TASK PROMPT: Every line from the one containing "Localize the folding" to the final line of the material below must be reproduced exactly; leave out all other lines.

RECORD EXTRACTS:
━━━

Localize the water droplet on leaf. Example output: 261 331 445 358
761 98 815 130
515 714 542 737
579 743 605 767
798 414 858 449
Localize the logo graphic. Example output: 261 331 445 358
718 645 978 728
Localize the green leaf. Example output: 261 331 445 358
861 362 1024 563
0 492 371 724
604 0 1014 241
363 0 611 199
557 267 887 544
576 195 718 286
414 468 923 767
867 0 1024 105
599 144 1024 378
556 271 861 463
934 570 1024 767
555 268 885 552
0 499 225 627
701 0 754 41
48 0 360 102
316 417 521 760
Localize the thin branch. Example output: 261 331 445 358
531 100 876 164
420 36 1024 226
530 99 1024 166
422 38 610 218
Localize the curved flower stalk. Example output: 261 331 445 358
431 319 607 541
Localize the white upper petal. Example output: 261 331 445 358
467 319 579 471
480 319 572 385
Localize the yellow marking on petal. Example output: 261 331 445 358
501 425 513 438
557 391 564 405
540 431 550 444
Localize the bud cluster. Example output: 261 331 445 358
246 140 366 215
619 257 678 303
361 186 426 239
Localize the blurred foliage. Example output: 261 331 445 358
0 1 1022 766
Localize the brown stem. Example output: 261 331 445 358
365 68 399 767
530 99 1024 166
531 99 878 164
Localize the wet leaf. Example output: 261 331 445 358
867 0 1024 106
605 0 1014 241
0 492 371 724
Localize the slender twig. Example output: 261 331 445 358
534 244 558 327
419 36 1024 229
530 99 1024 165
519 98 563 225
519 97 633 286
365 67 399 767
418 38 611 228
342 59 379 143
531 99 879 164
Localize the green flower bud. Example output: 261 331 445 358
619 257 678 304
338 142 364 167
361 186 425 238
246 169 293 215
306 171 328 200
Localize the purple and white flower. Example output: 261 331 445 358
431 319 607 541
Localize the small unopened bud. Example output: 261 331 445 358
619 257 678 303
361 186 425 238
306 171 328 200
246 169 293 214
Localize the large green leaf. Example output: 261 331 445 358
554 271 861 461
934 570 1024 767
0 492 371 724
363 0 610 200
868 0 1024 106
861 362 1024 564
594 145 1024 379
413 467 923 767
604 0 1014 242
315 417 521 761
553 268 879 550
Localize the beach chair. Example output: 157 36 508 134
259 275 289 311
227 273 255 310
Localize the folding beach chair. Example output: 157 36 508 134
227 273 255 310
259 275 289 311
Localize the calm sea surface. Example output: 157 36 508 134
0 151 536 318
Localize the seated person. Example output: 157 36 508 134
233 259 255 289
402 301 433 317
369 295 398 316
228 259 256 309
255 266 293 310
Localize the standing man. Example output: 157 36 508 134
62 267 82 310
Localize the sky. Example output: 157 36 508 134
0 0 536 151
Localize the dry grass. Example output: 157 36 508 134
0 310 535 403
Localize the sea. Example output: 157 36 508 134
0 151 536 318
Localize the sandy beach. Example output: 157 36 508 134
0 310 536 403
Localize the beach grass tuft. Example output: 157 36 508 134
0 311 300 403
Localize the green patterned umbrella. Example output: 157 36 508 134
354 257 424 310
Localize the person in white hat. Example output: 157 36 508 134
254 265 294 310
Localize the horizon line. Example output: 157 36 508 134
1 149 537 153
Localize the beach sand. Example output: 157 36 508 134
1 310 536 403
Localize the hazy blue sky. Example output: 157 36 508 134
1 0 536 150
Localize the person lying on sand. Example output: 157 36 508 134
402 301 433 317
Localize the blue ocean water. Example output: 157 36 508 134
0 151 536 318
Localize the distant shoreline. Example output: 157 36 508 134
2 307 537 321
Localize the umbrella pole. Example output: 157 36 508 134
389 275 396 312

━━━

SOLUTION FOR THIS EXERCISE:
Localize the folding beach chair. Example output: 157 36 508 134
227 273 255 310
259 275 289 311
Localize the calm sea surface. Example output: 157 36 508 134
0 151 536 318
Localize the seated person. Example output: 157 36 508 134
233 259 255 289
402 301 433 317
369 295 398 316
228 259 256 309
255 266 293 310
Localize the standing man. Example output: 157 36 508 134
62 267 82 310
Localize the sky. Example output: 157 36 508 134
0 0 536 151
Localize the dry grass. Example output: 157 36 508 134
0 310 535 403
Localize the sea. Example output: 157 36 508 134
0 151 536 318
Localize the sandy beach. Example output: 157 36 508 134
0 310 536 403
Localize the beach grass tuft. Example output: 157 36 508 134
0 311 300 403
Localize the green patterned umbrella. Example output: 157 36 508 134
354 257 424 310
Localize the person in white hat. Example output: 157 36 508 134
254 265 294 310
Localize the horizon line. Example output: 157 36 508 134
1 149 537 153
Localize the beach sand. Example output: 157 36 508 134
1 310 536 403
Localize the hazy blue sky. Example output: 157 36 508 134
1 0 536 150
Localize the person lying on sand. Example output: 157 36 508 134
402 301 433 317
Localize the blue ocean water. Example output: 157 36 508 134
0 151 536 318
Localize the distant shoreline. Example output: 157 36 508 134
2 307 537 321
Localize the umbrella pole. Example output: 157 36 508 134
389 275 396 312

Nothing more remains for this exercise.